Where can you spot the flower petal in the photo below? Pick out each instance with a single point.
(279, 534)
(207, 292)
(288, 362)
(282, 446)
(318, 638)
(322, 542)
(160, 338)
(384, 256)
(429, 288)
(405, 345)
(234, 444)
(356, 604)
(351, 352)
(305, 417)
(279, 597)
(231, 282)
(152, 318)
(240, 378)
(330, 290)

....................

◆ Task to carry out ◆
Once you have read the entries above, copy them out exactly as they were given.

◆ Response area ◆
Where can you spot the flower petal in the photo below? Pick out each instance with a single point.
(279, 534)
(207, 292)
(288, 362)
(282, 446)
(318, 638)
(322, 542)
(160, 338)
(384, 256)
(429, 288)
(405, 345)
(234, 444)
(356, 604)
(351, 352)
(305, 417)
(279, 597)
(231, 282)
(152, 318)
(240, 378)
(330, 290)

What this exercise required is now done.